» 依頼事項
1. 紹介記事から、「今日は、2023年に無事完結」で始まり「手に取ってしまった・・・w)」で終わる部分を一字も変えずに出力すること。
2. 紹介記事によると、1巻の出版社はどこか。
3. 紹介記事の「作品データ」の下に並ぶ行を、記事の表記のまますべて挙げること。

» 原文抜粋
* * *

こんにちは。
今日は、2023年に無事完結した、おげれつたなか先生の『ハッピー・オブ・ジ・エンド』をご紹介します。全3巻の作品ですが、巻ごとに雰囲気が違うため、それぞれゆっくりご紹介していこうと思います。
この作品は、私が初めて読んだBL作品ということもあって、思い入れが深い作品です。(とんでもないものを手に取ってしまった・・・w)
作品データ
ハッピー・オブ・ジ・エンド 1巻
おげれつたなか
刊行年月:2021/06.30
出版社:竹書房(Qpa)
どんなお話?
人気BL雑誌『Qpa』vol. 98((2020年1月24日配信)から連載がスタートしたおげれつたなか先生の人気シリーズです。2023年10月、全3巻で完結となりました。
過去に何があったのか、ミステリアスで美人な黒髪のケイトと、失恋で生きる気を失っていた千紘。幸せに恵まれない二人の葛藤と些細な日常の幸せを描いた作品です。
巻によって作品の雰囲気が変わっておりますが、個人的にはこの1巻の雰囲気が一番好きで、また二人の関係性や過去の出来事も丁寧に描かれています。
1巻には、『Qpa』vol. 98(2020年1月24日配信)からvol. 109(2020年12月24日配信)までのお話が収録されております。
おげ先生特有の、キャラクターの切なさを前面に押し出した作風は健在ですが、ダークで挑戦的なキャラ設定でもあります。切なさもあるんですが、二人のキャラクター、特に黒髪の美人・ケイトのキャラが非常に奥深い人生設定になっているため、そこから来る性格の歪みがどう表現されていくかも魅力の一つです。

* * *

» 提供された記録
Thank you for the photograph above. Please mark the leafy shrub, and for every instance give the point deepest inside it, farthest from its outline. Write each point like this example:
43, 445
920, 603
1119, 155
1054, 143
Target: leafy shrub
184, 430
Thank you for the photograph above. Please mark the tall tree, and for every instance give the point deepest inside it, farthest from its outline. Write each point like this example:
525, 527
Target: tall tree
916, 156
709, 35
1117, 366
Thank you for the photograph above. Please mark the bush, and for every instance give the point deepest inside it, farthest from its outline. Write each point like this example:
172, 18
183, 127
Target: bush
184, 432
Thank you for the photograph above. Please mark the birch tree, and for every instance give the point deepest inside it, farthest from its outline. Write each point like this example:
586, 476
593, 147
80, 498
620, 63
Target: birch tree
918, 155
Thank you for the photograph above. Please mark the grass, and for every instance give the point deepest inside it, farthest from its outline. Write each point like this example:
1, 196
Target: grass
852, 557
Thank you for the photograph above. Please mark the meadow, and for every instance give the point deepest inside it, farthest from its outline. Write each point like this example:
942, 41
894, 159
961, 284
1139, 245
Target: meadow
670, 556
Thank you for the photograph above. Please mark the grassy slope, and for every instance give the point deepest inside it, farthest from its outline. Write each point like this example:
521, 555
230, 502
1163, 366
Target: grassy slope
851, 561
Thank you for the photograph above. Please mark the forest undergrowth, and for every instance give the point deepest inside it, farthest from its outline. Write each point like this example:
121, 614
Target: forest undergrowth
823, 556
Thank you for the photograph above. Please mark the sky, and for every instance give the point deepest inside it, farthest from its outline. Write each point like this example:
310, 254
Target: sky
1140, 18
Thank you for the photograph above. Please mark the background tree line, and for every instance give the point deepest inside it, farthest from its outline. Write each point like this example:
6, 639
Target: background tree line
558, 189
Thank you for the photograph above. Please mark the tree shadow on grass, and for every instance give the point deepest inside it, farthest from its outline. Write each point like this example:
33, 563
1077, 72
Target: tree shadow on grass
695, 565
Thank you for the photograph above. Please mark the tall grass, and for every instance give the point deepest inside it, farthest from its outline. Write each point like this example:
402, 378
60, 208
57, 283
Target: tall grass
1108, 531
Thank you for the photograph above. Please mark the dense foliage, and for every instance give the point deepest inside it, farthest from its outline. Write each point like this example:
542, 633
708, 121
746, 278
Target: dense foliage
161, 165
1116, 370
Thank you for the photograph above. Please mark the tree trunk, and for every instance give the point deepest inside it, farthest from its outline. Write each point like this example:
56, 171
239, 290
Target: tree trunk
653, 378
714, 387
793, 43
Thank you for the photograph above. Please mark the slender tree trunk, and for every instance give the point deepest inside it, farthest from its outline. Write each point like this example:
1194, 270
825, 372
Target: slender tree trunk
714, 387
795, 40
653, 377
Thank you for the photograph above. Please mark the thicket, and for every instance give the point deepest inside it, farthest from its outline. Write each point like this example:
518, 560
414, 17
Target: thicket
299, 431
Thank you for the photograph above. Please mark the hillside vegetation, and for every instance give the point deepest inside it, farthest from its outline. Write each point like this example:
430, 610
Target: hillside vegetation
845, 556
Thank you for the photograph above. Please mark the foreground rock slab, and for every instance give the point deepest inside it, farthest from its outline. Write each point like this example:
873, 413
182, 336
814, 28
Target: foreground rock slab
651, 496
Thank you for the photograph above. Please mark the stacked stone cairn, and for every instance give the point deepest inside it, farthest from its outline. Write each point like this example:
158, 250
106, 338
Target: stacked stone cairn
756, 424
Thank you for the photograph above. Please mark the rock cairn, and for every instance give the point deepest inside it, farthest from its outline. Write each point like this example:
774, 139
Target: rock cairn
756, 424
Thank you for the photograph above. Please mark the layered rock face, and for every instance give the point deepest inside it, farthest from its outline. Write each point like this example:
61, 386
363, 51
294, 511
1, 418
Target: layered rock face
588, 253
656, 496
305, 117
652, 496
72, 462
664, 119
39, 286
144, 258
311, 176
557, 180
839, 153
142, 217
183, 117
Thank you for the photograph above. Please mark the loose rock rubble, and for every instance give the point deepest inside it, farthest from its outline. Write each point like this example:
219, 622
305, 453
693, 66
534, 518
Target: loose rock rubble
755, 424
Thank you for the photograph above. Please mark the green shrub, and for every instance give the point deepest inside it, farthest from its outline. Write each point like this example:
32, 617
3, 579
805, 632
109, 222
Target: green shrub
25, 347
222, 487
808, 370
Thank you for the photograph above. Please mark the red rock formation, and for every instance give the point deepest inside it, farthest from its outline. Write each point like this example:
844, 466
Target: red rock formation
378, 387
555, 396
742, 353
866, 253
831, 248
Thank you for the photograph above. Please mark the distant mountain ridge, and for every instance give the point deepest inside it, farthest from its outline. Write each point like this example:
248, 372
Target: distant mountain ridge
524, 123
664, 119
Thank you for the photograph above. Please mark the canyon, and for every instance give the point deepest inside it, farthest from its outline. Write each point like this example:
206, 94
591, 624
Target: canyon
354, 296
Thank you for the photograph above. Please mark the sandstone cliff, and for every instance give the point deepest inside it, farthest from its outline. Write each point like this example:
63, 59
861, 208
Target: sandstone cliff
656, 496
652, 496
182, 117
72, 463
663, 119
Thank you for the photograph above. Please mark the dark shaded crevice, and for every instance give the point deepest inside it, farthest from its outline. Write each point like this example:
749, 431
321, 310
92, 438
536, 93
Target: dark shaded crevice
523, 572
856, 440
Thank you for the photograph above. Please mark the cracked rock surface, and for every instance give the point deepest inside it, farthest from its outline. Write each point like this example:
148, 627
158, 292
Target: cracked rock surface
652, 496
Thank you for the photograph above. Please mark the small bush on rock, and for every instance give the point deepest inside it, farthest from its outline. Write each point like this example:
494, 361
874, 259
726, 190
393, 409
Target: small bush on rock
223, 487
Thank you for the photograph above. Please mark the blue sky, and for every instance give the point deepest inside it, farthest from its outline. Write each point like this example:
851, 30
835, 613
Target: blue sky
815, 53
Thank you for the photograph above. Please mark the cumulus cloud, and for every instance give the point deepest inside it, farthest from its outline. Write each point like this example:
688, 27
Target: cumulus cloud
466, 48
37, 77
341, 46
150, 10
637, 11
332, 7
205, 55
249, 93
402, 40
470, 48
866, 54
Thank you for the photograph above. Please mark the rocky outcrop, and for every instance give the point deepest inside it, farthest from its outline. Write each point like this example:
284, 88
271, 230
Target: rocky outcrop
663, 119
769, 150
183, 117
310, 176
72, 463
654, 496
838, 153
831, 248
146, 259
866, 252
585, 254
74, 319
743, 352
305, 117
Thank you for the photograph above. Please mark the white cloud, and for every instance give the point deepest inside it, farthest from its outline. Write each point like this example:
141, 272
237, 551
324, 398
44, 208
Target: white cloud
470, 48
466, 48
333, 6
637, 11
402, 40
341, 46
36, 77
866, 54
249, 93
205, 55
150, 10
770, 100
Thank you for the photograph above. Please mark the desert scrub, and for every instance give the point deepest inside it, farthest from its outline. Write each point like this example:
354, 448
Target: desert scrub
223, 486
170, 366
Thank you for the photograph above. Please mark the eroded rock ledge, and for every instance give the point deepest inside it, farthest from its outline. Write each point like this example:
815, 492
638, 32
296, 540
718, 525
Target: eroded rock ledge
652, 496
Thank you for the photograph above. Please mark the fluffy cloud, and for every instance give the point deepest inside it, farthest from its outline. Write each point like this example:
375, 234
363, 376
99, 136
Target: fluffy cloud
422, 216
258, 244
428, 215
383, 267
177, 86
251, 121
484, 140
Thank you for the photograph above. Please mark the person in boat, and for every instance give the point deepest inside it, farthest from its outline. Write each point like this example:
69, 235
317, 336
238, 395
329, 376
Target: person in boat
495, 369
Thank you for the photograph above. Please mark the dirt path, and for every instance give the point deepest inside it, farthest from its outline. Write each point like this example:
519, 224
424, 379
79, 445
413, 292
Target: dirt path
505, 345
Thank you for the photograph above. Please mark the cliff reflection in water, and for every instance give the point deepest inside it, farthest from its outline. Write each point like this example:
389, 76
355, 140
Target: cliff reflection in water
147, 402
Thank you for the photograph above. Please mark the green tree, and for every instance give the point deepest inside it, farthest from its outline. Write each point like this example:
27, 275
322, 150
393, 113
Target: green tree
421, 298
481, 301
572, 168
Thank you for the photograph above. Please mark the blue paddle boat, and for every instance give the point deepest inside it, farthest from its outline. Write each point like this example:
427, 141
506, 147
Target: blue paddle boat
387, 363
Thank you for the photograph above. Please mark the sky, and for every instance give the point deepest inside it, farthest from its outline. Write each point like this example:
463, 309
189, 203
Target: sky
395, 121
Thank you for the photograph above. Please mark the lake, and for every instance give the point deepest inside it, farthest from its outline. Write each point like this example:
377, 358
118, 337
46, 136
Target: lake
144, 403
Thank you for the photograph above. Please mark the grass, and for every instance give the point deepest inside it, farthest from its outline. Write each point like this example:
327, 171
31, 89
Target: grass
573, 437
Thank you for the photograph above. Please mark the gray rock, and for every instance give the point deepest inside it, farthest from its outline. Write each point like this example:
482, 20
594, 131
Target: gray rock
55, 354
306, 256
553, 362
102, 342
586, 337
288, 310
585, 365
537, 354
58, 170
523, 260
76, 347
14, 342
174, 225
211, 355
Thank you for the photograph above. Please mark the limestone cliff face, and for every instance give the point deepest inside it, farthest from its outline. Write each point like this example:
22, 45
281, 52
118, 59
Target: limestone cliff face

* * *

» 解答一覧
1.
今日は、2023年に無事完結した、おげれつたなか先生の『ハッピー・オブ・ジ・エンド』をご紹介します。全3巻の作品ですが、巻ごとに雰囲気が違うため、それぞれゆっくりご紹介していこうと思います。
この作品は、私が初めて読んだBL作品ということもあって、思い入れが深い作品です。(とんでもないものを手に取ってしまった・・・w)

2. 竹書房(Qpa)

3.
ハッピー・オブ・ジ・エンド 1巻
おげれつたなか
刊行年月:2021/06.30
出版社:竹書房(Qpa)